**Written problem:** Rewrite the material below as a numbered list with one line per item, skipping blank lines and leaving out the picture.

(Records of labeled points)
-=-=-=-=-

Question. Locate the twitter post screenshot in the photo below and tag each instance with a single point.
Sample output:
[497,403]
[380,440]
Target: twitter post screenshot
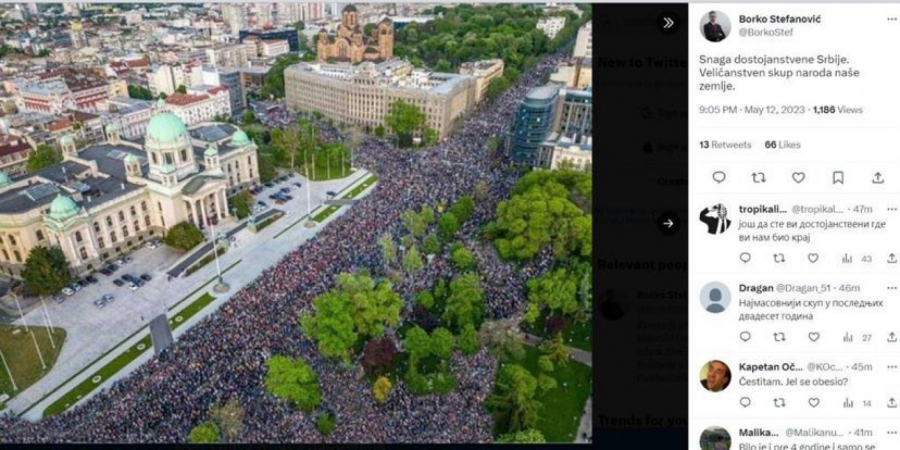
[794,253]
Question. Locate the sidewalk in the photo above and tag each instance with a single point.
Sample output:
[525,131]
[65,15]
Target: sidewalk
[256,253]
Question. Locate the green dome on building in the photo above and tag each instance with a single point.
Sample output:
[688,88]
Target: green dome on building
[165,128]
[239,138]
[63,207]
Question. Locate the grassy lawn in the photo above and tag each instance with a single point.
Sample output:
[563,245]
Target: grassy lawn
[358,189]
[320,217]
[97,377]
[576,334]
[22,358]
[562,408]
[133,352]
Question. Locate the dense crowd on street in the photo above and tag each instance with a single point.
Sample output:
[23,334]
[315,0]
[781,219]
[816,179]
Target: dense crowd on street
[224,355]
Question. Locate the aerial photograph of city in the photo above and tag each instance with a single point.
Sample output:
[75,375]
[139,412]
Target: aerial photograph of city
[295,222]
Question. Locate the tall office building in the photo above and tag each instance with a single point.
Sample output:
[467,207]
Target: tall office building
[533,123]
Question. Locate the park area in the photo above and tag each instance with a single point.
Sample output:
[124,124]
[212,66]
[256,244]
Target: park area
[17,347]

-=-=-=-=-

**Reply to the exercise:**
1. Question. Locate the twitter post screenshot in the photo below and tag each instance with a single point.
2. Sample output:
3. [497,403]
4. [380,440]
5. Target: twitter post screenshot
6. [794,253]
7. Question. Locate the sidewalk in the photo above and tag each instance with a single point.
8. Sample output:
9. [525,131]
10. [65,15]
11. Target: sidewalk
12. [256,253]
13. Question. Locate the green dome on building in the photo above and tag each instance with a single point.
14. Sample output:
15. [688,88]
16. Target: green dome on building
17. [165,128]
18. [239,138]
19. [63,207]
20. Question. Locate the grassy lawn in the photo above and tag each instance with a single point.
21. Sample output:
22. [563,245]
23. Target: grassy lawn
24. [358,189]
25. [320,217]
26. [97,377]
27. [576,334]
28. [22,358]
29. [562,408]
30. [133,352]
31. Question. Locate the dense crowd on street in the photo above and tag each instance with a single point.
32. Sample output:
33. [23,334]
34. [315,0]
35. [781,219]
36. [816,179]
37. Target: dense crowd on street
38. [224,355]
39. Question. Locate the aerial photograph of city in the photo above and tag each instance with a single point.
40. Sample output:
41. [75,375]
42. [139,412]
43. Target: aerial photograph of city
44. [295,222]
45. Question. Locate the tall office building in the photo above and tag each instance with a single point.
46. Sample output:
47. [467,207]
48. Target: tall office building
49. [533,123]
50. Question. Locate the park area in the photo above and tag each instance with a single point.
51. Sample output:
52. [124,124]
53. [212,66]
54. [256,244]
55. Target: park area
56. [17,347]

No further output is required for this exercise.